RECORDS FOR PROCESSING:
· · · · ·

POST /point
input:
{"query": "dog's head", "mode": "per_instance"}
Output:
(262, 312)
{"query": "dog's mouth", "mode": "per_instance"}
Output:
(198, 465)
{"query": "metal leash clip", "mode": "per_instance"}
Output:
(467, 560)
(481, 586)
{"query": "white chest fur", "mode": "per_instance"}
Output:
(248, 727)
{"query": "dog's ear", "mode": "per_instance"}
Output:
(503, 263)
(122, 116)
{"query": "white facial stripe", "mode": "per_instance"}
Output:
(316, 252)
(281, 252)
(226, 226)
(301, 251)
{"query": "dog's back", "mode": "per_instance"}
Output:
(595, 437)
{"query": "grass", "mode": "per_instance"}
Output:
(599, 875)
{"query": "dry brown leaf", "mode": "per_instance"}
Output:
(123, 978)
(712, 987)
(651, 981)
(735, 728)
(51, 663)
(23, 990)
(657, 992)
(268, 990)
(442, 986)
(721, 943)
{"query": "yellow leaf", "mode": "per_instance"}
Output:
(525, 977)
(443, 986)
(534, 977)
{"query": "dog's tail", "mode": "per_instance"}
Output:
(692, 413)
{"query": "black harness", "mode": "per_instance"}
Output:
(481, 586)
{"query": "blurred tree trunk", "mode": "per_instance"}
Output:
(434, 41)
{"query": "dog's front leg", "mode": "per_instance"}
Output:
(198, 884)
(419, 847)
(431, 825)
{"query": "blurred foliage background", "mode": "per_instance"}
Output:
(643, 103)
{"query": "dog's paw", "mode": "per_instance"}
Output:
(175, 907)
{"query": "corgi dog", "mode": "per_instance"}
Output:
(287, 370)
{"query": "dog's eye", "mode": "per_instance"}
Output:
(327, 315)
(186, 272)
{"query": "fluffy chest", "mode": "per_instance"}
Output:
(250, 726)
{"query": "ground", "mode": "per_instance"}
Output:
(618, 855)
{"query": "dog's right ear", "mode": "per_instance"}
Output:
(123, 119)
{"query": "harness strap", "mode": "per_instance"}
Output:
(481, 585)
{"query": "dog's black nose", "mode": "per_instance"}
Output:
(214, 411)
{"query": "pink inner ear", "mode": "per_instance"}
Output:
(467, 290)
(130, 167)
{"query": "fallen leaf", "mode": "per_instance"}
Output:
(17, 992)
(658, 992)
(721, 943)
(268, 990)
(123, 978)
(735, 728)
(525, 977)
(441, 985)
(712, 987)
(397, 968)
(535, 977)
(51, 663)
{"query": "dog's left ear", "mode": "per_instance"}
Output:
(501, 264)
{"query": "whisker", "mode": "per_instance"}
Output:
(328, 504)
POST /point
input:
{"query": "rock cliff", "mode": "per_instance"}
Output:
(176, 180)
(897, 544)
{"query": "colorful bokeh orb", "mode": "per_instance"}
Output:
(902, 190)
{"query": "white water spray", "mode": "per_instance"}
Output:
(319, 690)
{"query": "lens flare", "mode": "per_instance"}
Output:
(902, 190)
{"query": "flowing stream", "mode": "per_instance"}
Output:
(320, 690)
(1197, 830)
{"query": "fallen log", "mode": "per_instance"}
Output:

· · · · ·

From the records above, extract every line exactly as it stands.

POST /point
input:
{"query": "dog's head", "mode": "per_instance"}
Output:
(262, 312)
{"query": "dog's mouth", "mode": "per_instance"}
Output:
(198, 465)
{"query": "metal leash clip", "mode": "per_instance"}
Output:
(467, 560)
(481, 586)
{"query": "white chest fur", "mode": "per_instance"}
Output:
(248, 727)
{"query": "dog's ear", "mode": "per_instance"}
Output:
(503, 263)
(122, 116)
{"query": "white facial stripe", "mode": "per_instance"}
Output:
(316, 252)
(281, 252)
(226, 226)
(301, 251)
{"query": "dog's back", "mode": "per_instance"}
Output:
(595, 437)
{"query": "grass", "mode": "per_instance"}
Output:
(599, 875)
{"query": "dry brown leaf", "mode": "per_instance"}
Output:
(123, 978)
(712, 987)
(651, 981)
(735, 728)
(51, 663)
(23, 990)
(657, 992)
(268, 990)
(442, 986)
(721, 943)
{"query": "yellow leaf", "mode": "per_instance"}
Output:
(525, 977)
(443, 986)
(534, 977)
{"query": "dog's tail", "mode": "per_instance"}
Output:
(692, 413)
{"query": "black harness", "mode": "per_instance"}
Output:
(481, 586)
{"query": "blurred tree trunk", "mode": "per_instance"}
Output:
(434, 41)
{"query": "dog's front leg", "mode": "per_instance"}
Output:
(198, 884)
(419, 847)
(431, 825)
{"query": "blurred foliage background", "mode": "per_instance"}
Output:
(643, 103)
{"query": "dog's paw", "mode": "per_instance"}
Output:
(175, 907)
{"query": "corgi dog", "mode": "per_instance"}
Output:
(287, 370)
{"query": "dog's eye", "mode": "per_instance"}
Output:
(327, 315)
(186, 272)
{"query": "fluffy chest", "mode": "per_instance"}
Output:
(250, 726)
{"query": "ground", "mode": "per_instance"}
Output:
(618, 855)
{"query": "dog's right ear", "mode": "per_instance"}
Output:
(123, 119)
{"query": "harness strap", "mode": "per_instance"}
Output:
(481, 585)
{"query": "dog's black nose", "mode": "per_instance"}
Output:
(214, 411)
{"query": "pink inner ear", "mode": "per_instance"}
Output:
(467, 290)
(130, 167)
{"query": "fallen leaf", "mode": "per_instance"}
Output:
(17, 992)
(658, 992)
(721, 943)
(268, 990)
(123, 978)
(735, 728)
(525, 977)
(441, 985)
(712, 987)
(397, 968)
(535, 977)
(51, 663)
{"query": "dog's left ear", "mode": "per_instance"}
Output:
(501, 264)
{"query": "whisker", "mode": "per_instance"}
Output:
(328, 504)
POST /point
input:
{"query": "rock cliff", "mode": "per_instance"}
Output:
(176, 180)
(897, 544)
{"query": "colorful bokeh orb", "mode": "per_instance"}
Output:
(902, 190)
{"query": "white water spray", "mode": "per_instance"}
Output:
(319, 690)
{"query": "lens flare", "mode": "per_instance"}
Output:
(902, 190)
{"query": "flowing stream", "mode": "per_instance"}
Output:
(320, 690)
(1197, 830)
{"query": "fallen log", "mode": "per_instance"}
Output:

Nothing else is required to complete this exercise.